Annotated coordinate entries
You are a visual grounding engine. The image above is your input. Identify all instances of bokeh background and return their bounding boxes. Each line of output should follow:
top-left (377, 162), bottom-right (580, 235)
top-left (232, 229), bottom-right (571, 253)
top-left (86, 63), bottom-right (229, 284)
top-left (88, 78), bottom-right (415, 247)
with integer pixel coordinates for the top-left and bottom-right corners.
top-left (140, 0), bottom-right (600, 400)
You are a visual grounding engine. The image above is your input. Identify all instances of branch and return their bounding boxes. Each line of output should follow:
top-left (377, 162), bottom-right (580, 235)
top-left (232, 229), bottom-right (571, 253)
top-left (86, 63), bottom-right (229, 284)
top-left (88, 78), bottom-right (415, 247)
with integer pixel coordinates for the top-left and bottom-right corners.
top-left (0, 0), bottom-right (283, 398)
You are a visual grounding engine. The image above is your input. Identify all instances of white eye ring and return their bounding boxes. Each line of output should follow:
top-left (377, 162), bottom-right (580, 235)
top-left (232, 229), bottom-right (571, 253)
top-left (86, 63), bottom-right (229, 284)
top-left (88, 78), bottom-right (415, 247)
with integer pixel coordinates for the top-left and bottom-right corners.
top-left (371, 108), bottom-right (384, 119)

--- Aim ---
Could you copy out, word for word, every line from the start of the entries through the line containing "top-left (140, 0), bottom-right (600, 400)", with that line included?

--- In response ---
You are a visual grounding engine. The image above is your input. Identify all instances of bokeh background and return their bounding boxes. Each line of output should follow:
top-left (377, 162), bottom-right (580, 235)
top-left (232, 229), bottom-right (571, 253)
top-left (86, 63), bottom-right (229, 284)
top-left (88, 78), bottom-right (415, 247)
with integer pixel coordinates for the top-left and bottom-right corners.
top-left (140, 0), bottom-right (600, 400)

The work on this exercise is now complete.